Entries from an annotation dataset:
--

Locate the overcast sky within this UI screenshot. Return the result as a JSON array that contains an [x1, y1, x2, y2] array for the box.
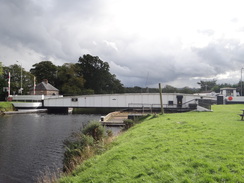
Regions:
[[0, 0, 244, 87]]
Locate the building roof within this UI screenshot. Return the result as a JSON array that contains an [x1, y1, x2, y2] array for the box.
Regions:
[[36, 80, 59, 91]]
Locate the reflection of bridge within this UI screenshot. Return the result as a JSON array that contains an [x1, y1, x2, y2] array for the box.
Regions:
[[43, 93, 214, 112]]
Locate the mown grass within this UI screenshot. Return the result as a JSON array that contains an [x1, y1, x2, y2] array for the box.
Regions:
[[0, 102, 14, 111], [60, 105, 244, 183]]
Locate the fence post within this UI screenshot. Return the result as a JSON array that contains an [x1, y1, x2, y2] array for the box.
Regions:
[[159, 83, 164, 114]]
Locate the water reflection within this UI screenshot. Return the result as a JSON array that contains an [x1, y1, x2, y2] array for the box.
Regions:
[[0, 113, 100, 183]]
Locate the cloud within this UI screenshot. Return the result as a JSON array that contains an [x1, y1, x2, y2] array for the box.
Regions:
[[0, 0, 244, 87]]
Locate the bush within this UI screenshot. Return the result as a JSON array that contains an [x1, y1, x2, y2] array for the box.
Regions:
[[82, 122, 105, 141], [63, 133, 94, 172], [124, 119, 135, 130]]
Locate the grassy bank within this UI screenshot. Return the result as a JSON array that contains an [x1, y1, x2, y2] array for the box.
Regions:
[[0, 102, 14, 112], [60, 105, 244, 183]]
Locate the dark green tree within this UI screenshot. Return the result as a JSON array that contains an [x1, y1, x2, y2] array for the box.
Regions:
[[30, 61, 57, 85], [162, 85, 177, 93], [77, 54, 123, 93], [3, 64, 34, 95], [197, 79, 217, 91], [56, 63, 85, 95]]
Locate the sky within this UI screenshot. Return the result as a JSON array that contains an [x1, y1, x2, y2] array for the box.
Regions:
[[0, 0, 244, 88]]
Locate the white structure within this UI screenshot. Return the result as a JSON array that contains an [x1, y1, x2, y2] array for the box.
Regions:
[[44, 93, 215, 108], [217, 88, 244, 104]]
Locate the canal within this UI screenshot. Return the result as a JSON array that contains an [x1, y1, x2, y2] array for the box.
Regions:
[[0, 113, 100, 183]]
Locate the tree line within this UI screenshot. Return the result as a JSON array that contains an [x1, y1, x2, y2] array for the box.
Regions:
[[0, 54, 241, 100]]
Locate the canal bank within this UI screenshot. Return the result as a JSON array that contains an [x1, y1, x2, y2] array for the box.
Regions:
[[0, 113, 101, 183]]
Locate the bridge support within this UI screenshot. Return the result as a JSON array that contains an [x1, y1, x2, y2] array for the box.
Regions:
[[47, 107, 71, 114]]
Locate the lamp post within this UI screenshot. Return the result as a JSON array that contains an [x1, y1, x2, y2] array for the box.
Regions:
[[16, 60, 23, 95], [241, 67, 244, 96]]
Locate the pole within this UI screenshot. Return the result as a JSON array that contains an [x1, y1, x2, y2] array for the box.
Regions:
[[20, 63, 23, 95], [158, 83, 164, 114], [16, 60, 23, 95], [241, 68, 244, 96], [8, 72, 11, 97], [33, 76, 36, 95]]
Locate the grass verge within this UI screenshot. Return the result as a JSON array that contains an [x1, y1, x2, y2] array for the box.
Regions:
[[60, 105, 244, 183]]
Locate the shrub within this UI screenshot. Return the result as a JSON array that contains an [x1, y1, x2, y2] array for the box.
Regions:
[[106, 130, 113, 137], [82, 122, 105, 141], [124, 119, 135, 130], [63, 133, 94, 172]]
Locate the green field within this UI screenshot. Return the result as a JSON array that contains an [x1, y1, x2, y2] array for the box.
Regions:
[[60, 105, 244, 183]]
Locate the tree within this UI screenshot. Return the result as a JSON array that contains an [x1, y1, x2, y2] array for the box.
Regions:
[[77, 54, 123, 93], [30, 61, 57, 85], [56, 63, 85, 95], [197, 79, 217, 91], [3, 64, 34, 95], [163, 85, 177, 93]]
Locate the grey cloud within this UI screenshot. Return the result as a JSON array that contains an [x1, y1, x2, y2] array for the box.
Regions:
[[0, 0, 244, 87]]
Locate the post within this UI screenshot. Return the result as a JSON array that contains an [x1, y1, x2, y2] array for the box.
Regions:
[[158, 83, 164, 114], [241, 68, 244, 96], [8, 72, 11, 97], [16, 60, 23, 95], [33, 76, 36, 95]]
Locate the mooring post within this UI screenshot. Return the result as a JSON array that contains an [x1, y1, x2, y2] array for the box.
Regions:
[[158, 83, 164, 114]]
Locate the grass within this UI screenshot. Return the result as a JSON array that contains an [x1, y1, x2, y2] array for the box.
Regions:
[[60, 105, 244, 183], [0, 102, 14, 111]]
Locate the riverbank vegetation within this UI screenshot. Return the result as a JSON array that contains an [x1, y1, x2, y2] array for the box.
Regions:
[[0, 54, 243, 100], [63, 121, 113, 173], [0, 102, 14, 112], [60, 105, 244, 183]]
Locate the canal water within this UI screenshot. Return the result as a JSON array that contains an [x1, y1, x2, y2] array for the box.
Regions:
[[0, 113, 100, 183]]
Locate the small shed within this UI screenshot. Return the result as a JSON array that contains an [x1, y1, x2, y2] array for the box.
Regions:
[[31, 79, 59, 95]]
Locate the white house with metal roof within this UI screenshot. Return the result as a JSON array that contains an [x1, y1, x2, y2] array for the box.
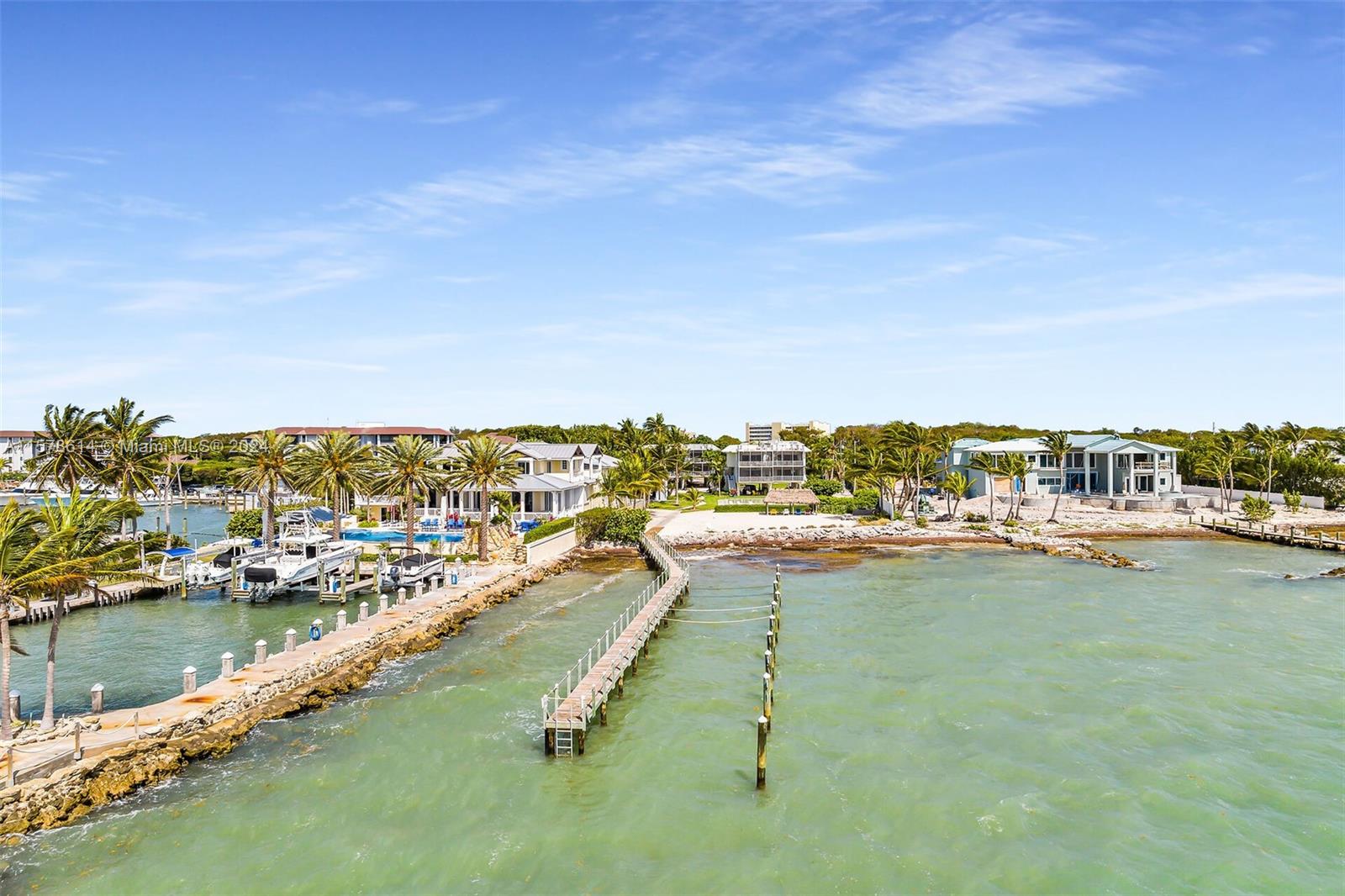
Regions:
[[944, 433, 1181, 499], [724, 440, 809, 493]]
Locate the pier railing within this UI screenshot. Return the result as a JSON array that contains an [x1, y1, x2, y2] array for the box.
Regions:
[[542, 534, 690, 755]]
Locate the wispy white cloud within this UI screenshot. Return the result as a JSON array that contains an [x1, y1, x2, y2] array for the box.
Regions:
[[0, 171, 65, 202], [35, 146, 121, 166], [838, 13, 1142, 130], [795, 218, 973, 244], [971, 273, 1345, 335], [352, 134, 888, 222], [281, 90, 504, 124]]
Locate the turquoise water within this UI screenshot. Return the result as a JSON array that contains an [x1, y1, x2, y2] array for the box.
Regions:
[[3, 532, 1345, 893]]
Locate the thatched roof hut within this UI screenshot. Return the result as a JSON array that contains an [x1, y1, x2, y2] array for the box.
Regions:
[[765, 488, 822, 513]]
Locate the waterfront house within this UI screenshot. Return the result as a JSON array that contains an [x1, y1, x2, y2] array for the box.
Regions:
[[943, 433, 1181, 499], [276, 423, 453, 448], [724, 440, 809, 493], [744, 419, 831, 441], [682, 441, 722, 488]]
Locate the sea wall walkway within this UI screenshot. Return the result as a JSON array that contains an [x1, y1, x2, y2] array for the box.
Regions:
[[0, 557, 586, 835], [542, 531, 691, 756]]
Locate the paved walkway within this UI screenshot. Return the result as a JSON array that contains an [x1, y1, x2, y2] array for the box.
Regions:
[[0, 564, 523, 783]]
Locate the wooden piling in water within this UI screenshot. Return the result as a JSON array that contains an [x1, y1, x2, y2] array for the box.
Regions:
[[757, 716, 769, 790]]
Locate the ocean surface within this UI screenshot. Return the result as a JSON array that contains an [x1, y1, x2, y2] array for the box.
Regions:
[[0, 540, 1345, 893]]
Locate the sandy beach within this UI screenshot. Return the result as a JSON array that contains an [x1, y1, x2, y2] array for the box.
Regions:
[[663, 497, 1345, 546]]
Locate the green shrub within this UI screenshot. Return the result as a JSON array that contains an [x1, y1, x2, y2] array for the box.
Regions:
[[803, 477, 845, 498], [224, 507, 261, 538], [574, 507, 650, 545], [523, 517, 574, 545], [1242, 495, 1275, 522], [818, 495, 854, 514]]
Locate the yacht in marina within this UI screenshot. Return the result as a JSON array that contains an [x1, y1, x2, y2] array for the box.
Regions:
[[378, 547, 444, 588], [240, 510, 363, 601]]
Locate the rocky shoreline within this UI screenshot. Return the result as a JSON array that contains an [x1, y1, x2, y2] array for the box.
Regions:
[[0, 551, 599, 842]]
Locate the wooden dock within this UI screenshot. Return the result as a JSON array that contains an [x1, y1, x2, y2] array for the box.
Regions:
[[1193, 517, 1345, 551], [542, 534, 690, 756]]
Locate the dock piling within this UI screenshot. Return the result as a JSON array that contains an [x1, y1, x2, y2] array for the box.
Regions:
[[757, 716, 769, 790]]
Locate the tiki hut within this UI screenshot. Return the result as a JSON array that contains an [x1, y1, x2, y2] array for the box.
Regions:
[[765, 488, 822, 514]]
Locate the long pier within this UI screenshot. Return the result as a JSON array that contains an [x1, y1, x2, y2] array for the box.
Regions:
[[1195, 517, 1345, 551], [542, 534, 691, 756]]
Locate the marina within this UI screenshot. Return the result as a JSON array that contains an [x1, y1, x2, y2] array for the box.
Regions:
[[0, 540, 1345, 893]]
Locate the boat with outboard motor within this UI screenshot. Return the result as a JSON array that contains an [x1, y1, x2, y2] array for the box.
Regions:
[[240, 510, 361, 601], [187, 538, 270, 588], [378, 547, 444, 588]]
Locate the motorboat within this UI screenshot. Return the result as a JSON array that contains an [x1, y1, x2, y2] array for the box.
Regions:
[[187, 538, 267, 588], [240, 510, 363, 601], [378, 547, 444, 588]]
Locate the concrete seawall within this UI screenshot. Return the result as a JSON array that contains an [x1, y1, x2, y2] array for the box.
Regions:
[[0, 554, 588, 835]]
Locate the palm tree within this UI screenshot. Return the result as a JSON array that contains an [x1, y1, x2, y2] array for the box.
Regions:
[[942, 470, 971, 519], [0, 503, 87, 740], [235, 430, 294, 546], [967, 451, 1004, 522], [39, 498, 152, 730], [446, 436, 520, 562], [291, 430, 374, 540], [1004, 455, 1031, 519], [99, 398, 172, 533], [1253, 426, 1284, 498], [29, 405, 103, 498], [1041, 430, 1073, 522]]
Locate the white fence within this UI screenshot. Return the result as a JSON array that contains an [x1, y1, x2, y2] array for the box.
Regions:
[[1181, 483, 1327, 510]]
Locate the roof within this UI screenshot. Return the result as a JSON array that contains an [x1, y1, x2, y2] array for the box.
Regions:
[[765, 488, 822, 504], [975, 433, 1181, 455], [499, 473, 583, 491], [514, 441, 583, 460], [276, 426, 453, 437], [720, 439, 809, 455]]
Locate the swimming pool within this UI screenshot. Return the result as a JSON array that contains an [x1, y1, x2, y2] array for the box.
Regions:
[[340, 529, 462, 542]]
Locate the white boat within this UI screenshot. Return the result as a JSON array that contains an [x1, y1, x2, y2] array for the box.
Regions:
[[187, 538, 270, 588], [378, 547, 444, 588], [240, 510, 363, 601]]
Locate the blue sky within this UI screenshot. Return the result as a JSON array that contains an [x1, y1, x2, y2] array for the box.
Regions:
[[0, 3, 1345, 433]]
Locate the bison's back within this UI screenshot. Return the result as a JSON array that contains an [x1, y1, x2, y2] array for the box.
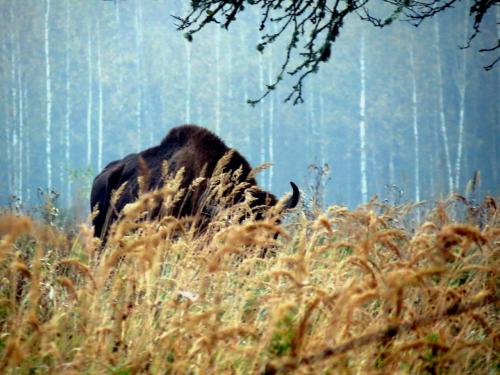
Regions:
[[91, 125, 256, 238]]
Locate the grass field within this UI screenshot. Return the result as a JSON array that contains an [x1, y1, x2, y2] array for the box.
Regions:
[[0, 181, 500, 375]]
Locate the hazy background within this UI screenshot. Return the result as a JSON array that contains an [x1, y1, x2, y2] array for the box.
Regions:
[[0, 0, 500, 214]]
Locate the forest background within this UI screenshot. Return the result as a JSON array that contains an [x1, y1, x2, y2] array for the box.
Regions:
[[0, 0, 500, 217]]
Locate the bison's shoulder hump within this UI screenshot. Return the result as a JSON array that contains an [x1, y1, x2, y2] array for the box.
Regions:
[[161, 125, 227, 151]]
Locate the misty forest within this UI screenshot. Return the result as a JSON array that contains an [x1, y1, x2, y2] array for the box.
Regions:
[[0, 0, 500, 215], [0, 0, 500, 375]]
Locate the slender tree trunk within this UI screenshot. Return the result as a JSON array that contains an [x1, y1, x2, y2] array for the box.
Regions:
[[434, 17, 453, 193], [227, 28, 233, 144], [64, 0, 71, 207], [87, 16, 94, 167], [22, 84, 31, 202], [135, 0, 143, 150], [215, 26, 221, 134], [318, 85, 330, 166], [268, 48, 274, 190], [16, 34, 24, 203], [114, 1, 124, 155], [7, 3, 19, 199], [259, 44, 266, 173], [455, 1, 469, 191], [45, 0, 52, 189], [359, 32, 368, 203], [410, 34, 420, 202], [239, 30, 253, 155], [96, 21, 104, 171]]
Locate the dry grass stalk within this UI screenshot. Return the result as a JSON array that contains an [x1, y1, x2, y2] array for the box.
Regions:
[[0, 192, 500, 374]]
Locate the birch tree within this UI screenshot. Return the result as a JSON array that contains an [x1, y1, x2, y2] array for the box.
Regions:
[[359, 31, 368, 203], [64, 0, 71, 207], [434, 17, 453, 193], [409, 34, 420, 202], [455, 1, 469, 191], [45, 0, 52, 190], [87, 15, 93, 166], [96, 21, 104, 171]]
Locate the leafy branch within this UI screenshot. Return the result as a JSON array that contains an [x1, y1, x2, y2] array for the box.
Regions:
[[173, 0, 498, 105]]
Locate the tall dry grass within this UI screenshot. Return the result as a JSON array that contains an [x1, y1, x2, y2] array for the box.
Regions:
[[0, 172, 500, 375]]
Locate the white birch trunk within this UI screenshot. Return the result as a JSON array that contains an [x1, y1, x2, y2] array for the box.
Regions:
[[183, 2, 192, 124], [16, 35, 24, 203], [410, 39, 420, 202], [215, 25, 221, 135], [259, 47, 266, 172], [318, 85, 329, 166], [23, 84, 31, 202], [359, 32, 368, 203], [87, 17, 93, 166], [7, 3, 19, 198], [135, 0, 142, 150], [455, 1, 469, 192], [64, 0, 71, 207], [96, 17, 104, 171], [185, 41, 192, 124], [224, 29, 233, 144], [268, 48, 274, 190], [434, 17, 453, 193], [45, 0, 52, 189]]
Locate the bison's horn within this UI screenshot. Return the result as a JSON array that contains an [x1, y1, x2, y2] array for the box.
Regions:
[[284, 181, 300, 210]]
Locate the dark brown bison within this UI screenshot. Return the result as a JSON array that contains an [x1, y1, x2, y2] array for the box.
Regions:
[[90, 125, 300, 241]]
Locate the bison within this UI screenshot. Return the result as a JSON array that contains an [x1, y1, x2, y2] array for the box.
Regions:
[[90, 125, 300, 241]]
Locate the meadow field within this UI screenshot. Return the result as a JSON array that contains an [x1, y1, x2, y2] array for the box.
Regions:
[[0, 175, 500, 375]]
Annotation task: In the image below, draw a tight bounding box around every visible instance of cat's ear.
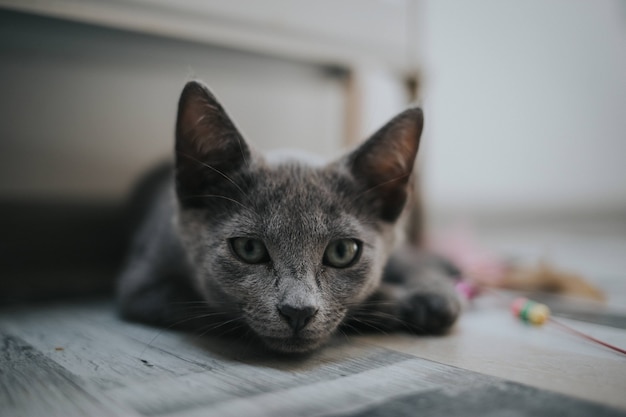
[348,108,424,222]
[175,81,250,206]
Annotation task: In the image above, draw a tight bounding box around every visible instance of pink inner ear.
[351,109,422,221]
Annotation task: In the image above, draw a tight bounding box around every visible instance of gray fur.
[118,82,459,352]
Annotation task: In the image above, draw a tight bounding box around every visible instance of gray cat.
[118,82,460,352]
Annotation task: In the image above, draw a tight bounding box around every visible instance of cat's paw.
[401,292,461,334]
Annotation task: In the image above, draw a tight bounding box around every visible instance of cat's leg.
[346,250,461,334]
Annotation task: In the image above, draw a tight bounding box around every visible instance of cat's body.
[118,82,459,352]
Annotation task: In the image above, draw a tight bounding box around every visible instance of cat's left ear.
[348,108,424,222]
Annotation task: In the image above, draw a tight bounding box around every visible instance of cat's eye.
[230,237,270,264]
[324,239,361,268]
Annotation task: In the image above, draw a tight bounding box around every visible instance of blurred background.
[0,0,626,302]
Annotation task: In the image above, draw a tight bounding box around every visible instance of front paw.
[401,292,461,334]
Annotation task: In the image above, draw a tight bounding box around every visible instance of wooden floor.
[0,219,626,417]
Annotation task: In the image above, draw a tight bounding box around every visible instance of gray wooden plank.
[0,300,210,389]
[0,333,135,417]
[332,381,626,417]
[160,358,495,417]
[106,345,410,415]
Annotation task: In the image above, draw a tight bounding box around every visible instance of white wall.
[420,0,626,215]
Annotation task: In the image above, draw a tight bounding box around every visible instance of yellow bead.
[527,303,550,326]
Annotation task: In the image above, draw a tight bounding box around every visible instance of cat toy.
[456,280,626,355]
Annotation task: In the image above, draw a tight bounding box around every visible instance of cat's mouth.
[261,335,326,353]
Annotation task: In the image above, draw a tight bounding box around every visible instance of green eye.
[230,237,270,264]
[324,239,361,268]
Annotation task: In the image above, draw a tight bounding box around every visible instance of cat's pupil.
[324,239,361,268]
[335,242,348,259]
[230,237,270,264]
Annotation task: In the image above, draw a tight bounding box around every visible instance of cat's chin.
[261,336,326,354]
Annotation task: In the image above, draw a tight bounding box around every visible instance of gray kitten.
[118,82,460,352]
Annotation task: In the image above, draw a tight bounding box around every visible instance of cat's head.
[176,82,422,352]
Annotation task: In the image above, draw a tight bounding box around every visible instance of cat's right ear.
[175,81,250,206]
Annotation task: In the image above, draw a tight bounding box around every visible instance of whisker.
[183,194,256,214]
[178,153,248,205]
[350,172,411,203]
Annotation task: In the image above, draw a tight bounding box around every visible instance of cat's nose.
[278,304,317,333]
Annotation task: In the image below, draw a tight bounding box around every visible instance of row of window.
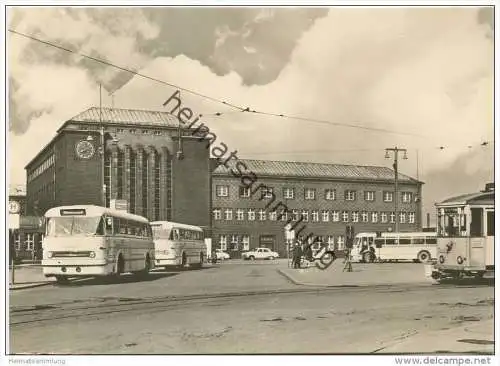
[218,234,345,251]
[215,185,414,203]
[213,208,415,224]
[28,154,55,182]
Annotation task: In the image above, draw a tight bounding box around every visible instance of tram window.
[486,211,495,236]
[470,208,483,237]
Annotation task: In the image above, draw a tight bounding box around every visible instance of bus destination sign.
[59,208,86,216]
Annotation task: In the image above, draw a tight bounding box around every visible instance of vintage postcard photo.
[3,2,498,365]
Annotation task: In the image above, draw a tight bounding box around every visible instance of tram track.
[9,284,492,327]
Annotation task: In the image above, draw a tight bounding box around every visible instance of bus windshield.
[47,216,104,236]
[151,225,170,239]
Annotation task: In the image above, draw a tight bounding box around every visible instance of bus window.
[470,207,483,237]
[486,211,495,236]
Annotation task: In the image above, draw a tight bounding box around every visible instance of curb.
[277,269,430,288]
[9,282,55,291]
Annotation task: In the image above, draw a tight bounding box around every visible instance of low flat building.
[212,159,423,258]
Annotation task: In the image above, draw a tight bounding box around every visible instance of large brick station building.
[212,159,423,258]
[25,107,211,230]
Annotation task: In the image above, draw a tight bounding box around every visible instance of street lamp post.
[385,146,408,233]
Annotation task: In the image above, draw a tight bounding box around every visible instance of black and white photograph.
[2,1,500,366]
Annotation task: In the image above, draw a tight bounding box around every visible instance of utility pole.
[385,146,408,233]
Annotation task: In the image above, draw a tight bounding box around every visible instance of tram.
[432,183,495,280]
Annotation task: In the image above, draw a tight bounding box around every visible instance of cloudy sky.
[8,7,494,222]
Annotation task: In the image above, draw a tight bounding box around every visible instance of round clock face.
[76,140,95,159]
[9,201,20,214]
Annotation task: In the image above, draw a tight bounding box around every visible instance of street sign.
[9,214,19,230]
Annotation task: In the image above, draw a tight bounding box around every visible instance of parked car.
[208,249,231,261]
[241,248,280,260]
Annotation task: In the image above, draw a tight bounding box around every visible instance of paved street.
[10,261,494,354]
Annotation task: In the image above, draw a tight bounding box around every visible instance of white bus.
[151,221,207,268]
[42,205,154,282]
[351,232,437,263]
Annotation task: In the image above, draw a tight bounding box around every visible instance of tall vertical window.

--

§ REQUEST:
Copy the material above word for word, from the line containing "Locate the tree within" down to the line containing "[[31, 79, 59, 95]]", including both of those lines.

§ RESULT BELOW:
Locate the tree within this UI screenshot. Return the result as a JSON array that contains an [x1, y1, x2, y2] array for the box.
Regions:
[[77, 54, 123, 93], [30, 61, 57, 85], [56, 63, 85, 95], [197, 79, 217, 91], [3, 64, 34, 95], [163, 85, 177, 93]]
Locate the grey cloud within this UI screenshot. Return the result as a JSON array that contains an [x1, y1, x2, y2] array for the box.
Regions:
[[0, 0, 244, 87]]
Locate the post within this UI screenshot. Return the result as a JSON array that contains an [x1, y1, x2, y2] array for the box.
Regions:
[[158, 83, 164, 114], [241, 68, 244, 96], [8, 72, 11, 97], [16, 60, 23, 95], [33, 76, 36, 95]]
Locate the mooring post within this UI screenshot. Return the result as a JSON array that contains an [x1, y1, x2, y2] array for the box.
Regions:
[[158, 83, 164, 114]]
Locate the grass within this UI screenshot. Return the result as a JSON array that contains an [x1, y1, x2, y2] array for the box.
Regions:
[[60, 105, 244, 183], [0, 102, 14, 111]]
Locate the riverbank vegetation within this UI screenshot. Return the result as a JSON array that contains an [x1, y1, x2, y2] array for the box.
Regions:
[[0, 54, 243, 100], [63, 121, 113, 173], [0, 102, 14, 112], [60, 105, 244, 183]]
Locate the canal water within this UI screenshot. Return the result as a JSON array that contains an [x1, y1, x2, y2] array for the box.
Regions:
[[0, 113, 100, 183]]
Locate the small shed within this UI screenshot. Return the result as a JSON array that contains an [x1, y1, x2, y2] array for the box.
Regions:
[[31, 79, 59, 95]]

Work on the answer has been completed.